◆ REQUIREMENT: Reproduce every one of the lines below verbatim, in the same order.

★ ★ ★ ★ ★ ★ ★

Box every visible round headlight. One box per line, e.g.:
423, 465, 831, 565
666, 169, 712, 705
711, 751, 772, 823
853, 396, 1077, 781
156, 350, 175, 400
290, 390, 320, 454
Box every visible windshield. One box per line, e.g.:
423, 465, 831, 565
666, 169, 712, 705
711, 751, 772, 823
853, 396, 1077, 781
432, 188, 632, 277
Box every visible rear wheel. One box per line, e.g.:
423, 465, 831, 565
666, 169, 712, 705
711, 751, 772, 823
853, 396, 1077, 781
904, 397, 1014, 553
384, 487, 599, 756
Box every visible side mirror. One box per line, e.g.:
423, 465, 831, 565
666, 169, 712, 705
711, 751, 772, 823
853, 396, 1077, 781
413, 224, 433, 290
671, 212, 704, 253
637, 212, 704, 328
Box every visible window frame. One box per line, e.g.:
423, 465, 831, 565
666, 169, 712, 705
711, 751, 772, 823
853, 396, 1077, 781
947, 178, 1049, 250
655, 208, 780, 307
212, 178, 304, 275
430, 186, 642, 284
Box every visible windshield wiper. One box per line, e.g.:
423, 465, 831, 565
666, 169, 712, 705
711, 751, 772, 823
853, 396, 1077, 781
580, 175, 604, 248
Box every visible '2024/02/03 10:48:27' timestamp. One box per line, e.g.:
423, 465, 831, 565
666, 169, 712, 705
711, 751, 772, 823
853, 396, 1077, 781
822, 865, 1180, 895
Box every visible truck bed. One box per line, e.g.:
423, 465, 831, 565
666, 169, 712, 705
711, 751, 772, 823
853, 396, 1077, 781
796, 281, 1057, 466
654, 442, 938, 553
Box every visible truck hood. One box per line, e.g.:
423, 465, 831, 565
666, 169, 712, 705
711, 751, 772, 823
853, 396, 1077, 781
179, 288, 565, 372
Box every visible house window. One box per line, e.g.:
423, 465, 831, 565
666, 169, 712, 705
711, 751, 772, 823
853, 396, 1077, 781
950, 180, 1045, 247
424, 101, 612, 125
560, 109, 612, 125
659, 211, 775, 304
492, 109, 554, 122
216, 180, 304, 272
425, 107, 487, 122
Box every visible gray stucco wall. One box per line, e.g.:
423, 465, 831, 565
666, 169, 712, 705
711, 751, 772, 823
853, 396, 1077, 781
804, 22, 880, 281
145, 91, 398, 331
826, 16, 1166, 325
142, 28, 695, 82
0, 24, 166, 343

★ ★ ★ ★ ★ ★ ★

◆ OUTPUT:
Box every visible round headlight. One box per line, e.g.:
423, 465, 831, 565
666, 169, 712, 705
711, 751, 772, 823
853, 396, 1077, 781
156, 350, 175, 400
290, 390, 320, 454
Box every visible windshield. One box per line, e.g.:
423, 465, 831, 565
666, 169, 712, 705
711, 751, 772, 823
853, 396, 1077, 781
432, 188, 632, 277
Box every visible rear wheel. One box per line, e.g.:
423, 465, 831, 565
666, 169, 712, 705
711, 751, 772, 823
853, 396, 1077, 781
904, 397, 1014, 553
384, 487, 599, 756
Box every visible side mirror. One box per line, e.g.:
423, 465, 831, 565
666, 169, 712, 705
711, 751, 772, 823
853, 396, 1077, 781
413, 224, 433, 290
671, 212, 704, 253
637, 212, 704, 328
Box every visible window frame. One box per line, e.g.:
423, 465, 831, 565
666, 169, 712, 705
711, 751, 772, 823
853, 396, 1077, 781
947, 178, 1049, 250
655, 208, 780, 307
212, 178, 304, 275
430, 186, 642, 284
Box every visible windshield wiper. One box per line, e.g.:
423, 465, 831, 565
666, 169, 712, 705
711, 751, 772, 823
853, 396, 1077, 781
580, 175, 604, 248
Box every visible '2024/02/03 10:48:27' timestamp. One box per line, e.g.:
423, 465, 831, 565
666, 169, 712, 705
711, 751, 772, 823
853, 396, 1077, 781
822, 865, 1180, 895
Box every visible truck bed. One box per line, e.g.:
423, 465, 831, 565
666, 169, 712, 705
711, 751, 772, 823
853, 396, 1077, 781
796, 281, 1057, 466
654, 442, 938, 553
Box every visible truck hood. One box per line, e.g.:
423, 465, 831, 565
666, 169, 712, 705
711, 751, 772, 823
853, 396, 1077, 781
179, 288, 565, 372
Box every visible house window. One box per line, e.g.:
423, 465, 831, 565
666, 169, 712, 705
711, 751, 772, 823
853, 396, 1077, 781
950, 180, 1045, 247
424, 101, 612, 125
560, 109, 612, 125
659, 211, 775, 304
492, 109, 554, 122
216, 180, 304, 272
425, 107, 487, 122
Box every visible gray stucco wall. One box per line, e.g.:
423, 465, 831, 565
666, 169, 712, 705
711, 751, 772, 823
853, 396, 1077, 781
804, 22, 880, 281
145, 91, 398, 331
826, 16, 1166, 325
142, 28, 695, 82
0, 24, 166, 343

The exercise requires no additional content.